**Document section:**
● ● ● ●

Two top administration figures, Secretary of State Alexander M. Haig Jr. and presidential counselor Edwin Meese III, said yesterday that time is running out on American patience with Nicaragua but both declined to disclose what U.S. action is being contemplated.

"We have not given up on Nicaragua but the hours are growing rather short," said Haig, complaining of a "drift toward totalitarianism" and "a high influx of sophisticated armaments" from the Soviet Union and its allies.

The secretary of state said that Nicaragua's leadership "has rejected" U.S. offers of political accommodation made through diplomatic channels of in recent weeks.

Meese, speaking in similar terms, said "the hour is late" in view of the Nicaraguan military buildup, which he said includes Cuban participation. The White House aide said, "there is a threat to other countries in Central America, and that's why there is a great deal of concern, not just by the United States but by other countries in Latin America."

Questioners were unsuccessful in obtaining details of the likely U.S. reponse from Haig, Meese and Secretary of Defense Caspar W. Weinberger--who appeared separately on the Sunday interview programs of the three major television networks.

The interviews covered a range of foreign policy topics, including President Reagan's proposal in the forthcoming U.S.-Soviet negotiations on medium-range nuclear weapons in Europe, a possible U.S.-Soviet summit meeting, and forthcoming U.S.-Israeli talks on strategic cooperation in the Middle East.

Haig appeared on "This Week With David Brinkley" (ABC, WJLA), Meese on "Face the Nation" (CBS, WDVM), and Weinberger on "Meet the Press" (NBC, WRC).

The effort to discover even the drift of administration thinking about dealing with Nicaragua ran into a refusal to divulge contingency plans or to accept or reject military action as a likely possibility.

Meese, who went a bit further than the others, narrowed the range of potential actions somewhat, ruling out the use of U.S. "military ground forces" within Nicaragua but declining to rule out a naval blockade around that country.

Meese also qualified President Reagan's press conference statement Nov. 10 that "we have no plans for putting Americans in combat any place in the world." The White House counselor defined this as "no present plans" for use of American forces. Asked for a time limit, he responded, "The present is the present and I would say the foreseeable future."

One of the options being contemplated, Meese also said, "involves putting pressures on Nicaragua by other nations in the area."

Haig appeared to be hinting at the same point by saying it is vitally important that "neighboring states" as well as "the forces of freedom in Nicaragua" recognize the threat arising from the "huge military structure" being created in Nicaragua. He said the influx of weaponry is from the Soviet Union and Eastern Europe "directly through Cuba."

● ● ● ●

**Recorded information:**

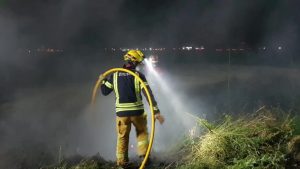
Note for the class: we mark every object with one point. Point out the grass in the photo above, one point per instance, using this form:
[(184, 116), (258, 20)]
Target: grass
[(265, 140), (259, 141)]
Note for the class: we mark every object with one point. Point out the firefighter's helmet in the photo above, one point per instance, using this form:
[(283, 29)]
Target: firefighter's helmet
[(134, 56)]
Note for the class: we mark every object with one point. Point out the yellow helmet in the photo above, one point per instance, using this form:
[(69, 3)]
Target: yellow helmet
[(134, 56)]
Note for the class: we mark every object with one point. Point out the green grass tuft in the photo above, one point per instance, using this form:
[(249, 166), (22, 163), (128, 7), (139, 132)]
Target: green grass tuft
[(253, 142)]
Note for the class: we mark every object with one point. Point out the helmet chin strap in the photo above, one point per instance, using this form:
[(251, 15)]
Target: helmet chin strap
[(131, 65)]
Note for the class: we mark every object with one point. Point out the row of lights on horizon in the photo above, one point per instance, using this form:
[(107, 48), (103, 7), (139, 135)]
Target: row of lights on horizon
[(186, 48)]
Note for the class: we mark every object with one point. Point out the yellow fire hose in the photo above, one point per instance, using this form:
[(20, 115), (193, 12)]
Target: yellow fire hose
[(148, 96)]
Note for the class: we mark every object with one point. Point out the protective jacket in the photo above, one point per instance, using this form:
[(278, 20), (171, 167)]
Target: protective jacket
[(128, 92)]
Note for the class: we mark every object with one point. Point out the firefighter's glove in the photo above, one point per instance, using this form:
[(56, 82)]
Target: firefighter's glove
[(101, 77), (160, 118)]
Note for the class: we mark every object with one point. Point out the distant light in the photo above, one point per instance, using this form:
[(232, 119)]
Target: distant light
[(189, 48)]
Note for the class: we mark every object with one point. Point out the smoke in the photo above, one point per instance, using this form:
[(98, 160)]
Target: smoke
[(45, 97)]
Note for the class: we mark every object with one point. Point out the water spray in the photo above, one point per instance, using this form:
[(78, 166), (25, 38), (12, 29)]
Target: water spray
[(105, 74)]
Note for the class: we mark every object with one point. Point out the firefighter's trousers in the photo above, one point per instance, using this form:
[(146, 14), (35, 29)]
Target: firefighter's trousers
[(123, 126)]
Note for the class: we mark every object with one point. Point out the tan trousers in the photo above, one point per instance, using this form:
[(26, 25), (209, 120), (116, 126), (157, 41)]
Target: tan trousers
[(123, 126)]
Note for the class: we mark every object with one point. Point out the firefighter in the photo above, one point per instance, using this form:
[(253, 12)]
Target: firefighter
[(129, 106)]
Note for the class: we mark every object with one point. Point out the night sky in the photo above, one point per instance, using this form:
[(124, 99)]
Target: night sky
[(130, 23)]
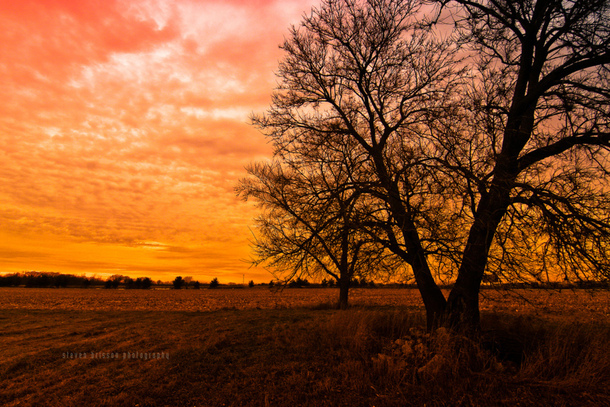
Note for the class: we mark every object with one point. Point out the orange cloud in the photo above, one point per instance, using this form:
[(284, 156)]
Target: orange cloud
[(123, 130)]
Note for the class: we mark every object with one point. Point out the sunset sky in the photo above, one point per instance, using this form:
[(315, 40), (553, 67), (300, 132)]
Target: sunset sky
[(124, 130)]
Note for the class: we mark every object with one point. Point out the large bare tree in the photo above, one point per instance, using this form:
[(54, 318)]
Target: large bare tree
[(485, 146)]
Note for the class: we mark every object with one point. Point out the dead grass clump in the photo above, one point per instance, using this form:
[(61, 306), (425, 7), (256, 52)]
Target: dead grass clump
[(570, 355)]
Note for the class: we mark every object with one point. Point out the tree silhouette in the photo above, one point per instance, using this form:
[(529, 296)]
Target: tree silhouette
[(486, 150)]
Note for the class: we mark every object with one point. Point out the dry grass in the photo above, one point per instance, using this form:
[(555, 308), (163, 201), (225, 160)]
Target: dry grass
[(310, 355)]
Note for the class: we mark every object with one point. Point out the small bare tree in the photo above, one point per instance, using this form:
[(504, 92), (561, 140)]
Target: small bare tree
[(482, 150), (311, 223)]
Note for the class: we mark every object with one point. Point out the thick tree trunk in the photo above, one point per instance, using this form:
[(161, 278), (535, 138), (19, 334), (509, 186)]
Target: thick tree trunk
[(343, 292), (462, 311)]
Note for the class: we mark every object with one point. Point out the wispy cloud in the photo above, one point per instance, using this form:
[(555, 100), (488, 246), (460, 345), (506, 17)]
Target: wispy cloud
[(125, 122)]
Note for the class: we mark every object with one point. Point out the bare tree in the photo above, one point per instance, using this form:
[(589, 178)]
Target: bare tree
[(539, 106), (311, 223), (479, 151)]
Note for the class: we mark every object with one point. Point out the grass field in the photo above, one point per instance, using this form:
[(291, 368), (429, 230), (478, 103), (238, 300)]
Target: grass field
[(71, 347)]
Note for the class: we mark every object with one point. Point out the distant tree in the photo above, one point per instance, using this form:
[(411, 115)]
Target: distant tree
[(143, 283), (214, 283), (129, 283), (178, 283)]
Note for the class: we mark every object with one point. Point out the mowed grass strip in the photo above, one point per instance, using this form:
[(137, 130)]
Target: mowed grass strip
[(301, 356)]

● ● ● ●

**Required action 1:**
In the Nicaragua article, which Sunday program did Weinberger appear on?
**Required action 2:**
Write out the passage of the Nicaragua article starting with "The effort to" and going on through "a likely possibility.".
The material after the Nicaragua article stands apart from it.

**Written response 1:**
Weinberger appeared on "Meet the Press" (NBC, WRC).

**Written response 2:**
The effort to discover even the drift of administration thinking about dealing with Nicaragua ran into a refusal to divulge contingency plans or to accept or reject military action as a likely possibility.